**SUPPLIED TEXT**
━━━━━━━━

The Lasso


What do you think a cowboy thinks about when he's riding off into the sunset on the prairies of Oklahoma? The cattle he's driving down to El Paso? The Indians whose teepees he sees off in the distance? His cowgirl waiting for him back at home? Physics? Chances are he's not thinking too much about that last one. But when it comes time for him to whip out his lasso, a cowboy has no choice but to stop thinking like a hero of the Wild West and to start thinking like a physicist.

Have you ever really watched a cowboy spin a lasso? He starts out with the lasso pretty small. He spins it around and around until the rope tightens into a nice, fast-spinning circle. Then he lets out the rope, little by little, making the lasso bigger and bigger. And something else happens: the lasso starts going slower and slower. You'll see the same thing when you watch figure skaters spin around in a circle: the farther out their arms reach, the slower they spin. You may not have a lasso or ice skates handy, but you can use the Chaos toy to do a little spinning yourself, and learn some physics in the process!


Here are the materials you'll need:

4 long tubes
5 short tubes
4 long straights
4 5-way joints
4 cross-beam connectors
6 accessory connectors
1 ball drop
1 ball
a clock or stopwatch

Assemble the 4 long tubes and 4 short tubes into a ladder shape, and snap an accessory connector onto the center of each rung of the ladder.

Now attach the four long straights end-to-end and attach the ball drop at one end. Slide the remaining short tube through the ball drop and snap an accessory connector to it above and below the ball drop. This tube will keep the ball from flying off the end of the track.

Snap the track onto the ladder and you're done!

Stage I

Stand up in the middle of a room, making sure that there's nothing around you for at least six feet in every direction (including your friends!). Now hold the ladder where the open end of the track is. Place the ball in the track and start spinning! If you hold the ladder level, you will see the ball shoot to the opposite end of the track very quickly! Now tilt the ladder up a little until the ball starts rolling back towards you.

Can you keep the ball near the farthest rung of the ladder without it hitting the end of the track? Practice this until you can do it consistently. You have two ways of controlling where the ball is: you can rotate either faster or slower, or you can tilt the ladder more or less. One word of caution: you're going to be pretty dizzy when you stop spinning! Make sure you're ready for it!.

Now let's think a little more carefully about what is going on. First of all, if you're spinning around with the ball holding steady somewhere in the middle of the track, and then you start spinning faster, what happens? The ball should shoot to the end of the track. If you slow down, what happens? The ball should come towards you (and fall off the track if you're not careful). What if you tilt the ladder up more? Then the ball will come towards you. And if you tilt it up less, it will go away from you.

━━━━━━━━

**AVAILABLE DATA**
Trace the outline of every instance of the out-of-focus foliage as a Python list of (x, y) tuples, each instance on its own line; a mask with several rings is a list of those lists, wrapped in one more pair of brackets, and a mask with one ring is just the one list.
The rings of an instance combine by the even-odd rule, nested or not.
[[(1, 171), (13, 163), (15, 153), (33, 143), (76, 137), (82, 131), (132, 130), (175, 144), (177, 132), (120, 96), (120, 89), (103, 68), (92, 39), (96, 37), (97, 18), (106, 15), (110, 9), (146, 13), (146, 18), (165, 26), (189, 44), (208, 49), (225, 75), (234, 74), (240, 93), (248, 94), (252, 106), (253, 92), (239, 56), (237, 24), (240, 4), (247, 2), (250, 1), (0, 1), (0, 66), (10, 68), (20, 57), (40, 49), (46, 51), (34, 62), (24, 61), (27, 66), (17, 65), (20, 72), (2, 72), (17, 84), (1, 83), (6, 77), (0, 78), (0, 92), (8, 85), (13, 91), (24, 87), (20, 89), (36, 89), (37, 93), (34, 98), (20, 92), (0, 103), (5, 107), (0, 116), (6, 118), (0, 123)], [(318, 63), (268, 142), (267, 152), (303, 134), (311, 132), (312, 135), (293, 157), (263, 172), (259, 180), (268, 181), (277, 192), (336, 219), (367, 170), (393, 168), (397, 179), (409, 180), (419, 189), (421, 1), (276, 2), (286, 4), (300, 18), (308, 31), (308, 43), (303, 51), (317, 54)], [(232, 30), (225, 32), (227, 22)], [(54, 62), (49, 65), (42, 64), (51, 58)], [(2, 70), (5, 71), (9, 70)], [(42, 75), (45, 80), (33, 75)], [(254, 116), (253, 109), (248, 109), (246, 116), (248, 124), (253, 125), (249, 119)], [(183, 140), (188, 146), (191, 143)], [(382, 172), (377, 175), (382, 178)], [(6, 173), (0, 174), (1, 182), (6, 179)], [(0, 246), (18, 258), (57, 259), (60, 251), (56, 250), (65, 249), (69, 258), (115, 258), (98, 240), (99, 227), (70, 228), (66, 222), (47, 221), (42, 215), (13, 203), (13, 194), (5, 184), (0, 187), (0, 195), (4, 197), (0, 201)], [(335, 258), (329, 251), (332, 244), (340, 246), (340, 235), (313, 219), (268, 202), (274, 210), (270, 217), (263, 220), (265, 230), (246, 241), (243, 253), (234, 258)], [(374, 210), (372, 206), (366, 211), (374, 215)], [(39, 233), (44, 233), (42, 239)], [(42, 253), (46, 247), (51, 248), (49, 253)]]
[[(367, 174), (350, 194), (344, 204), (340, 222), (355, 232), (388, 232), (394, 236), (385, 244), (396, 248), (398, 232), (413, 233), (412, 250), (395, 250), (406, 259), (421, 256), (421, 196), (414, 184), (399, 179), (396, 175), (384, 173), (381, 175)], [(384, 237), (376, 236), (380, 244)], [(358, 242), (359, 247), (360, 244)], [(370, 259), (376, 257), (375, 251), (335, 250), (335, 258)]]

━━━━━━━━

**STATED EXERCISE**
Pick up the text on the lasso and spinning after its last sentence, and write the next part in the same voice.

**ANSWER TO THE PROBLEM**
Now let's be a little more precise. You're going to have to spin around keeping the ladder tilted at the same angle. So why don't you start. Spin around until the ball hits the end of the track, and then tilt the ladder up a bit. Now adjust your spinning speed until the ball comes towards you a little, but still stays near the farthest rung of the ladder. Have a friend time how fast it takes you to spin around five times. Now, without stopping, make the ball come towards you a bit more until it's about halfway down the track. Have your friend time five rotations again. Then allow the ball to come almost all the way down the track towards your body. Again, time five rotations. Now you can stop. Make sure you don't try walking immediately or else you'll fall flat on your face!

Was it easier to keep the ball near the far end of the track or was it easier to keep it near your body? As you let the ball get closer and closer to you, did the amount of time it took to do five rotations increase or decrease?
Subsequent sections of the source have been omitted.